— START Passage —

Question 7 Explanation: 
Topic: Use GCF in real-world context (Objective 0018)
Question 8

Use the expression below to answer the question that follows.

                 \(\large \dfrac{\left( 155 \right)\times \left( 6,124 \right)}{977}\)

Which of the following is the best estimate of the expression above?

A

100

Hint:
6124/977 is approximately 6.
B

200

Hint:
6124/977 is approximately 6.
C

1,000

Hint:
6124/977 is approximately 6. 155 is approximately 150, and \( 6 \times 150 = 3 \times 300 = 900\), so this answer is closest.
D

2,000

Hint:
6124/977 is approximately 6.
Question 8 Explanation: 
Topics: Estimation, simplifying fractions (Objective 0016).
Question 9

A teacher has a list of all the countries in the world and their populations in March 2012.  She is going to have her students use technology to compute the mean and median of the numbers on the list.   Which of the following statements is true?

A

The teacher can be sure that the mean and median will be the same without doing any computation.

Hint:
Does this make sense? How likely is it that the mean and median of any large data set will be the same?
B

The teacher can be sure that the mean is bigger than the median without doing any computation.

— END Passage —
— START Raw data —

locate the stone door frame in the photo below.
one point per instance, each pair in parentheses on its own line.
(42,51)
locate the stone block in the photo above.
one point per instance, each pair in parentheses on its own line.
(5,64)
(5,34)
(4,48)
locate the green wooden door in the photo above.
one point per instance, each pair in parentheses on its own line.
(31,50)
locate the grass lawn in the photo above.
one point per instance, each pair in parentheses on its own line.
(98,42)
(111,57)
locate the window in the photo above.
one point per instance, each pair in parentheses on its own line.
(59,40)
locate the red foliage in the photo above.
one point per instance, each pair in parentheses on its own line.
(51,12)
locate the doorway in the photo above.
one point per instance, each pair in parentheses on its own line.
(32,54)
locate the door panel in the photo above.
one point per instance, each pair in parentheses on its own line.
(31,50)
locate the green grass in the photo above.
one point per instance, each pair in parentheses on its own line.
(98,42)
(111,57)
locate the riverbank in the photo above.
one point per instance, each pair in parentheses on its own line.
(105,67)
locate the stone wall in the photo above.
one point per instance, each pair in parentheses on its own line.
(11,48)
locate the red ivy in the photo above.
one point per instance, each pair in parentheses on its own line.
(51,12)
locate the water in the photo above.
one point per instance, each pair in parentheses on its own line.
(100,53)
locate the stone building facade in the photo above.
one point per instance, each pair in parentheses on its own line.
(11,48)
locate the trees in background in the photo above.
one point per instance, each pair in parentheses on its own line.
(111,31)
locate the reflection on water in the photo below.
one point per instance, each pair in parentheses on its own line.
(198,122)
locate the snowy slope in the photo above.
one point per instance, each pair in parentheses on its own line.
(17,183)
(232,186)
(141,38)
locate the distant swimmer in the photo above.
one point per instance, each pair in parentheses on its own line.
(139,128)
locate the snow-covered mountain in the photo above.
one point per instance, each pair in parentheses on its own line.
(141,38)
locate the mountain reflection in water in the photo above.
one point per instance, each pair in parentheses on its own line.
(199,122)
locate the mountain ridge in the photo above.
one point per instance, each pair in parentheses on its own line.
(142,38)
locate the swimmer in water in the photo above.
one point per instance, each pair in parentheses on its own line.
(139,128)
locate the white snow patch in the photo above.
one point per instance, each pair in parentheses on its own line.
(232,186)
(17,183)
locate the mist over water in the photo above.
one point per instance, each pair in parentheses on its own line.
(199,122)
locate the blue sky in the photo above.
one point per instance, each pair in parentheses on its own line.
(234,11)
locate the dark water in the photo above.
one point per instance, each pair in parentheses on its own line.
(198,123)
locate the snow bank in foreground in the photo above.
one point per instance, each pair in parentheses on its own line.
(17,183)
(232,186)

— END Raw data —

**What to do**
Reproduce the practice-test passage in full, word for word. Work only from the practice-test passage, not the material.

**Response for this exercise**
Question 7 Explanation: 
Topic: Use GCF in real-world context (Objective 0018)
Question 8

Use the expression below to answer the question that follows.

                 \(\large \dfrac{\left( 155 \right)\times \left( 6,124 \right)}{977}\)

Which of the following is the best estimate of the expression above?

A

100

Hint:
6124/977 is approximately 6.
B

200

Hint:
6124/977 is approximately 6.
C

1,000

Hint:
6124/977 is approximately 6. 155 is approximately 150, and \( 6 \times 150 = 3 \times 300 = 900\), so this answer is closest.
D

2,000

Hint:
6124/977 is approximately 6.
Question 8 Explanation: 
Topics: Estimation, simplifying fractions (Objective 0016).
Question 9

A teacher has a list of all the countries in the world and their populations in March 2012.  She is going to have her students use technology to compute the mean and median of the numbers on the list.   Which of the following statements is true?

A

The teacher can be sure that the mean and median will be the same without doing any computation.

Hint:
Does this make sense? How likely is it that the mean and median of any large data set will be the same?
B

The teacher can be sure that the mean is bigger than the median without doing any computation.